Object location annotation data:
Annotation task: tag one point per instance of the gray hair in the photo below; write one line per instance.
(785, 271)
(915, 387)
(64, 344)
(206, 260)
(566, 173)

YOUR INSTRUCTIONS. Copy every entry above verbatim, line for line.

RESULT FOR THIS EXERCISE.
Annotation task: tag one point per instance of the gray hair in the photo below; write one line per instance.
(785, 271)
(915, 387)
(64, 344)
(206, 260)
(566, 173)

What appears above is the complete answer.